## SUPPLIED TEXT

Why do you think current offering doesn't justify PAR's valuation.... 20k units by end of 2020 at 2.5k ARPU (which could be low) is 50mln of SaaS revs.... 10x revs given continued growth opportunity and low churn is 500mln or $26 per share just for Brink.... low-mid 30s when you add in the other parts.  I'd be interested where you differ.

 

So as of their most recent most recent ir presentation they grew new PoS adds by 800 in Q4.  In order to get net adds by 2020, multiply by 8.  That results in only 14.1k in restaurants.  Note that is being agressive, because they added around 4k restraunts this year which comes out to 1k per quarter so net adds are declining over time.  I know dairy queen is going to be big in terms of arpu and adds, however I was pretty aggressive in assuming no decline in net adds.  Also I think ARPU at 2.5k is aggressive as that implies 40% growth in arpu in 2 years.

## DATA EXCERPT
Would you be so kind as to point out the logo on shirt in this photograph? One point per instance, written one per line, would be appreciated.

## TASKS TO CARRY OUT
[a] Answer these questions about the PAR valuation discussion:
(i) What ARPU figure does the first post use in its estimate?
(ii) How many new PoS adds did the most recent IR presentation report for Q4?
(iii) What growth in ARPU over two years does the reply say a 2.5k ARPU implies?
[b] Write the next few sentences of the PAR valuation discussion, starting right after its final sentence.

## EXPECTED RESPONSES
[a]
(i) 2.5k
(ii) 800
(iii) 40%

[b]
 

Further more the 10x multiple is too high.  I think as their SaaS gross margin is only 23%.  Shave off 10% (arbitrarily but conservative) for operating expenses and you have something that has a net profit margin of 15%ish.  That means you are paying something like 70x earnings for something growing at 15-25% a year (depending on how slow net adds decline).  You also have to discount that price back to current day which subtracts 15% off the value.  All in fair value 14.1k×2.25k = 32m.  At 15% net profit = 5 million.  At 50x pe = 250 million.  Discounted back to today: 212 million.  Leaves about 180 million for defense + payments. 

 

This thing still could be fairly valued or slightly undervalued.  But I dont have confidence in my numbers up or down.  The other thing to take into account is that they likely dont have capital to grow without either taking more leverage or shares, so you have to factor in EV dilution and interest costs in the model too.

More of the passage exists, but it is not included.